SOURCE:
-=-=-=-=-

My question is, where, below the top five-six American
magazines, and the few dozen magazines based on American University
campuses does a writer go if she wants to push beyond the easy-to-swallow
general fiction that is often seen in many of the small British
magazines?
I can take three of my stories, one near my best quality, rich and
literary, a second, lighter, less ambitious, and a third a
lightweight, relative failure. If I enter these three in a
competition I can predict the outcome. The best flops, the mid-range is
short-listed and the make-weight gets a prize! This hasn't happened just
once, it's happened maybe five, six a dozen times. Why?
One why is "readers". Many volunteer readers for
competitions, those who narrow down four thousand entries to a more
manageable couple of hundred stories, have been raised on the mid-range
"easy-to-swallow" magazines I've already mentioned. Many are writers or
aspiring themselves. Often, I think, they choose, not the best work, not
the most enjoyable, but the best works that they could imagine themselves
writing. That is, if it's tough, if it's something currently that bit of
an extra reach for them, it's dismissed as "arti-farty" or "intellectual
junk" or perhaps "self-conscious" or "MFA stuff".

-=-=-=-=-

RECORDS:
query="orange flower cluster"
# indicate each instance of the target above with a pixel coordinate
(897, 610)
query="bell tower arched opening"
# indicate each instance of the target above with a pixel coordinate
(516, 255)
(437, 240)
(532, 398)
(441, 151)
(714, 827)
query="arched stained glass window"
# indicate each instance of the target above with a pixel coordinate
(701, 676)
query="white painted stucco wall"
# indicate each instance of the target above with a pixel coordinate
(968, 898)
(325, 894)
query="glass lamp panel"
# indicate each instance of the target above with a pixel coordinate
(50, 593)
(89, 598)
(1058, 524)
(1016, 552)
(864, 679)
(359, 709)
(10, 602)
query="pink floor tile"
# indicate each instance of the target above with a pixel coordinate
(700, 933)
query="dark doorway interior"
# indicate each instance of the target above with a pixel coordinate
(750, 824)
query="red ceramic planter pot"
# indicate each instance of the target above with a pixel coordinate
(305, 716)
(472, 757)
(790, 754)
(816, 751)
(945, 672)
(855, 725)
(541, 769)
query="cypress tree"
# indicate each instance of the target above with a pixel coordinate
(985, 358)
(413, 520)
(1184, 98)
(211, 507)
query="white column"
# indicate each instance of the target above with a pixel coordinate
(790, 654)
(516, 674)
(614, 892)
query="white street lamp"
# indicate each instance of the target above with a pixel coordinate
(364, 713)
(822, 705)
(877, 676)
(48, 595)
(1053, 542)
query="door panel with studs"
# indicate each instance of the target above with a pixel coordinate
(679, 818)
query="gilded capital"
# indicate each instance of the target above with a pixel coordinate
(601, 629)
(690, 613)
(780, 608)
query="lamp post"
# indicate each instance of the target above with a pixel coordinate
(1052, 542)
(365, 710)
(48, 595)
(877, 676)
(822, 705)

-=-=-=-=-

GIVEN EXERCISE: Reproduce the whole passage above on literary magazines and story competitions, word for word.

THE RESPONSE:
My question is, where, below the top five-six American
magazines, and the few dozen magazines based on American University
campuses does a writer go if she wants to push beyond the easy-to-swallow
general fiction that is often seen in many of the small British
magazines?
I can take three of my stories, one near my best quality, rich and
literary, a second, lighter, less ambitious, and a third a
lightweight, relative failure. If I enter these three in a
competition I can predict the outcome. The best flops, the mid-range is
short-listed and the make-weight gets a prize! This hasn't happened just
once, it's happened maybe five, six a dozen times. Why?
One why is "readers". Many volunteer readers for
competitions, those who narrow down four thousand entries to a more
manageable couple of hundred stories, have been raised on the mid-range
"easy-to-swallow" magazines I've already mentioned. Many are writers or
aspiring themselves. Often, I think, they choose, not the best work, not
the most enjoyable, but the best works that they could imagine themselves
writing. That is, if it's tough, if it's something currently that bit of
an extra reach for them, it's dismissed as "arti-farty" or "intellectual
junk" or perhaps "self-conscious" or "MFA stuff".